START DOCUMENT PASSAGE

I think I realised that I had the propensity to suffer from "SADS" (Seasonal Affective Disorder - depression stemming from lack of sunlight) way back when we were living in Melbourne, when the constant drizzle and grey of Melbourne winter had me vegetating in our unheated St Kilda apartment, curled on the sofa under the doona not doing much. Then the sun would come out, and I would be dancing around the flat, making the bed, flinging the dirty washing into a basket, singing as I wrote my Uni assigments and waiting for Jem to get home from work. Kinda psycho-pschizo stuff that seemed to be brought on by cloud cover and the lack thereof. (a quick aside: an audio memory that comes back from that time in St Kilda is the screeching of our first-ever modem as I logged in to my email - h, that was so 1996).
This year, however, unlike other years, I am feeling the looming SADS much earlier - normally the Christmas lights and excitement off the festive season manage to stave off the winter blues until late January, or February, when all I can think about is selling everything I own and buying the first ticket to Egypt or the Seychelles, or Ibiza... or Queensland, I don't care, anywhere, as long as I can get to see some sun. This year I've been googling plane flights already!! Air Baltic had a sale on flights to Dubai yesterday, and I had to stop myself from getting out my credit card.

END DOCUMENT PASSAGE
START DATA UNDER STUDY

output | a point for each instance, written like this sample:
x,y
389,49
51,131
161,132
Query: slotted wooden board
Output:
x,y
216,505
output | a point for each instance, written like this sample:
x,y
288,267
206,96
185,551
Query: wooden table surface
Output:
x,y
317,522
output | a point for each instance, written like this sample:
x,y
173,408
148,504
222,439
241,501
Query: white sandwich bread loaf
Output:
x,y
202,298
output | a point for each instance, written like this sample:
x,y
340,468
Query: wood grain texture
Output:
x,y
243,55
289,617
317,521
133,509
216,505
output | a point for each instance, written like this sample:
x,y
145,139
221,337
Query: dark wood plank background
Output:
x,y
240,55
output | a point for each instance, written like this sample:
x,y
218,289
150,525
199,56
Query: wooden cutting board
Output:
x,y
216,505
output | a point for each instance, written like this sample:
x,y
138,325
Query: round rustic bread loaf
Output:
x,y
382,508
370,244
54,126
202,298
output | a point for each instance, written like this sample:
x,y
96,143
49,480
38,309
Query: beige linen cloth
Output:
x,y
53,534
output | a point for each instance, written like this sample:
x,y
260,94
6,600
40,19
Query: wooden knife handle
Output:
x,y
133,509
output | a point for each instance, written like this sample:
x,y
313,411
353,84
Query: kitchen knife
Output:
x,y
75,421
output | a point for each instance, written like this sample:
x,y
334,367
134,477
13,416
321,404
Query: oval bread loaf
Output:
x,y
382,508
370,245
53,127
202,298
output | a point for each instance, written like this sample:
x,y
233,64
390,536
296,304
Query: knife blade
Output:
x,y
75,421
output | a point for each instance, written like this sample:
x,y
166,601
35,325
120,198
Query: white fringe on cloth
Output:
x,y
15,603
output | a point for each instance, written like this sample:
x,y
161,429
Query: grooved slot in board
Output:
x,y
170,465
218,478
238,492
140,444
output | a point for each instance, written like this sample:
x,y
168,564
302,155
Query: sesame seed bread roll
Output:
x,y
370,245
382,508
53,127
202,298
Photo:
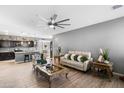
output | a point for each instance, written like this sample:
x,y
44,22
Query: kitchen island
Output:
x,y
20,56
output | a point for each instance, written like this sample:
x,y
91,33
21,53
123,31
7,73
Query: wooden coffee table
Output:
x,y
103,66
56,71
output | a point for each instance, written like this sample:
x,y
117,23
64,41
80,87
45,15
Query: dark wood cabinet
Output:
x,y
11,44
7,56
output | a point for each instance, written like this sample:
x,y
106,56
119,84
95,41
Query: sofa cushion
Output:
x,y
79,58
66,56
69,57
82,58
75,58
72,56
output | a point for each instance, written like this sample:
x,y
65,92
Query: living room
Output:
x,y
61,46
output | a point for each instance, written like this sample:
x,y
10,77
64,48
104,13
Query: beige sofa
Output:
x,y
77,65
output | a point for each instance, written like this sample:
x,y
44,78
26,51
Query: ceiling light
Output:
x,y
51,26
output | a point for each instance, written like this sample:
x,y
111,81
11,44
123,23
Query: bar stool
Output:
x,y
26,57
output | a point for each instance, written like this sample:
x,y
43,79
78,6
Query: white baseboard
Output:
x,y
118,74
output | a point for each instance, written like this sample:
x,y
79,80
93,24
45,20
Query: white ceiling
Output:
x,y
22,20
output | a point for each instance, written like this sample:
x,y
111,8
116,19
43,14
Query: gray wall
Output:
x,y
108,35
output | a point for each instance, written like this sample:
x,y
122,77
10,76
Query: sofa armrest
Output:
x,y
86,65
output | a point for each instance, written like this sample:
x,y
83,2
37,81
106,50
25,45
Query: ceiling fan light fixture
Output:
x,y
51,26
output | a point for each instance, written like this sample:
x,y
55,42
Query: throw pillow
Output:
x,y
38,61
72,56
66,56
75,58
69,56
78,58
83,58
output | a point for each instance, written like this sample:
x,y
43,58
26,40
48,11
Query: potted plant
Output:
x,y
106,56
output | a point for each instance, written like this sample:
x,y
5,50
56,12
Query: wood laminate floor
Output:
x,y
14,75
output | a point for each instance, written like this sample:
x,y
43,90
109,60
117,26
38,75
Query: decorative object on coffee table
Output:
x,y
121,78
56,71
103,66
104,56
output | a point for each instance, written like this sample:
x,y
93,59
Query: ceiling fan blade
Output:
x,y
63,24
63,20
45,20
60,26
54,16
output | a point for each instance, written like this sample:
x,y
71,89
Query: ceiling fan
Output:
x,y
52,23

END DATA UNDER STUDY
START DATA UNDER STUDY

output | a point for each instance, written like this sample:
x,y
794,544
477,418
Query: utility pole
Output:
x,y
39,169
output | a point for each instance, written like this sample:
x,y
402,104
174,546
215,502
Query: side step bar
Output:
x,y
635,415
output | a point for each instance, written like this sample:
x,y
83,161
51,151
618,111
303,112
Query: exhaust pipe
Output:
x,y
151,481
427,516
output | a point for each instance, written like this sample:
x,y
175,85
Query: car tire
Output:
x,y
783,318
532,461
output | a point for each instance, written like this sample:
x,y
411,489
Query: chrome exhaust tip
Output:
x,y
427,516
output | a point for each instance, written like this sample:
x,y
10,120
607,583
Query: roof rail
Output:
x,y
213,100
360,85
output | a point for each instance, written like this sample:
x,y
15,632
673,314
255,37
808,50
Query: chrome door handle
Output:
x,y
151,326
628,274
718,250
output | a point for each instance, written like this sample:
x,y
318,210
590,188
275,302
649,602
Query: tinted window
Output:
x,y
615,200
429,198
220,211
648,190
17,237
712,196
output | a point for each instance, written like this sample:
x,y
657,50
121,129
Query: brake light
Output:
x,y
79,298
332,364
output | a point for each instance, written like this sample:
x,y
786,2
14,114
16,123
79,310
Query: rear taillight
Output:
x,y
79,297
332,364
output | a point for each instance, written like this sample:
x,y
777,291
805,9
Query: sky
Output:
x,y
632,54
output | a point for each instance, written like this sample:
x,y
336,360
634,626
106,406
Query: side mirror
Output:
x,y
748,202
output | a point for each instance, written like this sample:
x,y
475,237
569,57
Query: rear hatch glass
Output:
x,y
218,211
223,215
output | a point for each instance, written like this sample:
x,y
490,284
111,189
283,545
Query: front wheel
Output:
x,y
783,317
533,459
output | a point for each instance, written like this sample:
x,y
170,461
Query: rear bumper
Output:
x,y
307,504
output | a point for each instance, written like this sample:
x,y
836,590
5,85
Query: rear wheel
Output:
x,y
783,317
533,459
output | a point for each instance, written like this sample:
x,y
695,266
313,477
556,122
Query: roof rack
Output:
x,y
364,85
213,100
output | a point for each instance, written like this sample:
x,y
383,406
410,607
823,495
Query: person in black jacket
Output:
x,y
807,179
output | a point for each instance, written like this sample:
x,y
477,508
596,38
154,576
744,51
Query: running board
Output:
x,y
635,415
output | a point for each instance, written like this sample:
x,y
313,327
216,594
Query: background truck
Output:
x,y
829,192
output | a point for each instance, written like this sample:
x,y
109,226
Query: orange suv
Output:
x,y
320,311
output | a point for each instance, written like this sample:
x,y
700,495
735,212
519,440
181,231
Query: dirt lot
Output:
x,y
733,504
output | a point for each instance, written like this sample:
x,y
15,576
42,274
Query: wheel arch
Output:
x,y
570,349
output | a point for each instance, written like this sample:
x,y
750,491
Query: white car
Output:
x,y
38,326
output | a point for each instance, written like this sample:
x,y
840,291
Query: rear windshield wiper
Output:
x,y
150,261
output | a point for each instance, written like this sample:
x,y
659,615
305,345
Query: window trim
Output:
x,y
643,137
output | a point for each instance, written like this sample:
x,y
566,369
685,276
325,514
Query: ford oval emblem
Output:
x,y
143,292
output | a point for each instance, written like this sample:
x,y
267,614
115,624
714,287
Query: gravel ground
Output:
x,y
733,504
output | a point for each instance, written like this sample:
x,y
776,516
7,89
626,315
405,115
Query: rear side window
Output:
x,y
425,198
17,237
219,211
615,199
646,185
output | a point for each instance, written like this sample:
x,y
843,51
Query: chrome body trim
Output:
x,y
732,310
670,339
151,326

END DATA UNDER STUDY

● DIRECTIONS
**A)** According to the passage about seasonal affective disorder, why does the author normally not feel the winter blues until late January or February? Answer in one to three sentences.
**B)** List every destination the passage about seasonal affective disorder names as a place where the author would buy the first ticket to once the winter blues arrive.

● RESPONSES TO THE EXERCISE
**A)** The author normally avoids the winter blues until late January or February because the Christmas lights and the excitement of the festive season hold them off until then.

**B)**
- Egypt
- the Seychelles
- Ibiza
- Queensland